# Data records
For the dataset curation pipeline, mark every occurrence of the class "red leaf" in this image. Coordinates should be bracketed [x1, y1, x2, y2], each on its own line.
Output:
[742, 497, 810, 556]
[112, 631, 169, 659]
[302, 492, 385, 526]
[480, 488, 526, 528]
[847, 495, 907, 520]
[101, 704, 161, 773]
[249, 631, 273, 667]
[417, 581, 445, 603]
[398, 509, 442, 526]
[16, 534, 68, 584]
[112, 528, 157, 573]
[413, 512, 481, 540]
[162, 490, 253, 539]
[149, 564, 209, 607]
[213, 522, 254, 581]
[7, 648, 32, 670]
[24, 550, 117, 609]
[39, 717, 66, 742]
...
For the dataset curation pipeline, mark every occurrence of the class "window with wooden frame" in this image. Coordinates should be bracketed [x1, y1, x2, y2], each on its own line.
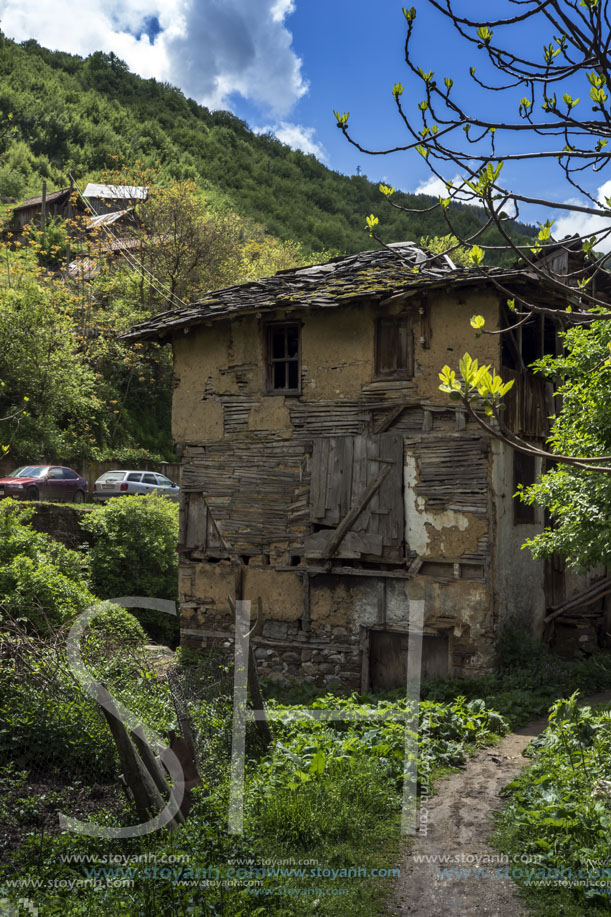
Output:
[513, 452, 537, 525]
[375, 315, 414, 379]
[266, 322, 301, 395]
* * *
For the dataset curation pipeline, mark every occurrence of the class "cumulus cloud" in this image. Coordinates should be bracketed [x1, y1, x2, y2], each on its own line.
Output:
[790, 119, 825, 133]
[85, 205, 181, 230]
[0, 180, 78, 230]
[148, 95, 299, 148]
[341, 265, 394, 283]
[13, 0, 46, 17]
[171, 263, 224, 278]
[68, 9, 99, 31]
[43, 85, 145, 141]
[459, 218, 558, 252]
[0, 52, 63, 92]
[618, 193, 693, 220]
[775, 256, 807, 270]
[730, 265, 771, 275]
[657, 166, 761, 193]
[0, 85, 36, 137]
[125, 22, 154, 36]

# What you will do
Gather every line of the listing above that contains the word "this", and copy each one in full.

# Exercise answer
For the dataset curation pipeline, mark every occurrence of the class "red leaf" in this image. Coordinates should be bracketed [x1, y1, x2, y2], each on its own line.
For the dataset curation pipeline, mark every occurrence of the class "window with wooden frame" in this image. Coordinates should be bracketed [x1, y1, x2, y2], each on its own line.
For the dataset curation pipeline, mark every occurrence of the class "cumulus cloud" in this image. Coordinates should be bracketed [x1, y1, x2, y2], each on its own line.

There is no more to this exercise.